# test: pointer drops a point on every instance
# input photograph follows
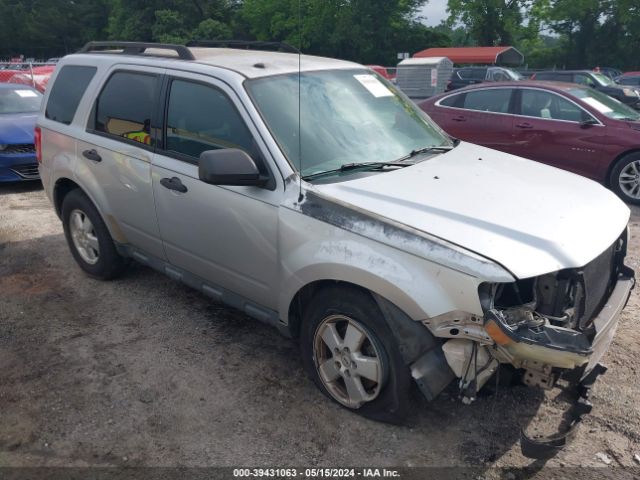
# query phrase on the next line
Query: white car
(314, 196)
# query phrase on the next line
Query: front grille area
(29, 172)
(597, 279)
(20, 148)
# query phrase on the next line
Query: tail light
(37, 136)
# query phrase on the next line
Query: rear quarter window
(456, 101)
(67, 91)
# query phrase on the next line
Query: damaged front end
(560, 323)
(551, 327)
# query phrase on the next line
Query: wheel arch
(615, 161)
(64, 185)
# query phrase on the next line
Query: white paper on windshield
(597, 104)
(26, 93)
(375, 86)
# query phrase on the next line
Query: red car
(569, 126)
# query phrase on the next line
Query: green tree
(368, 31)
(489, 22)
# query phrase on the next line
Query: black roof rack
(136, 48)
(244, 44)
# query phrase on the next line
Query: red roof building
(476, 55)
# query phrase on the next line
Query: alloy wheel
(84, 237)
(629, 180)
(348, 361)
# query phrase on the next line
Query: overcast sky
(435, 11)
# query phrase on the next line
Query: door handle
(92, 155)
(173, 183)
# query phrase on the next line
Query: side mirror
(229, 166)
(588, 122)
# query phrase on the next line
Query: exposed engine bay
(545, 326)
(551, 327)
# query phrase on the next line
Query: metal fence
(35, 74)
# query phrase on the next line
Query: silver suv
(314, 196)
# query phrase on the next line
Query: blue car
(19, 107)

*What you will do*.
Would you mind returning each entry above word for word, skipping the images?

*Response to this task*.
# test: pointer drops a point on every instance
# input photograph follows
# query phrase on the next line
Query: white car
(314, 196)
# query phrase on the next line
Query: front grille area
(29, 172)
(597, 279)
(20, 148)
# query phrase on the next line
Query: tail light
(37, 136)
# query phrase on the next line
Query: rear quarter window
(456, 101)
(67, 91)
# query phrase on the next line
Query: damaged front end
(560, 323)
(551, 327)
# query phrase on the next line
Query: wheel arch
(615, 161)
(64, 185)
# query phrase on the next line
Query: white paper on windshield
(597, 104)
(26, 93)
(375, 86)
# query phrase on the next line
Query: red car
(569, 126)
# query phrase on the next line
Query: green tree
(368, 31)
(489, 22)
# query phrase on the next line
Query: black roof rack
(136, 48)
(244, 44)
# query phrase on the next line
Query: red roof building
(476, 55)
# query phrase on the next line
Query: alloy wheel
(84, 237)
(629, 180)
(348, 361)
# query phrase on the next line
Query: overcast sky
(435, 11)
# query phrase on the next line
Query: door handle
(92, 155)
(173, 183)
# query phrase on the next line
Query: side mirror
(229, 166)
(588, 122)
# query phrase on the next line
Query: exposed engine bay
(545, 326)
(551, 327)
# query phrase on the next line
Query: metal fence
(35, 74)
# query phrase on the next line
Query: silver suv
(314, 196)
# query phrase on the next line
Query: blue car
(19, 107)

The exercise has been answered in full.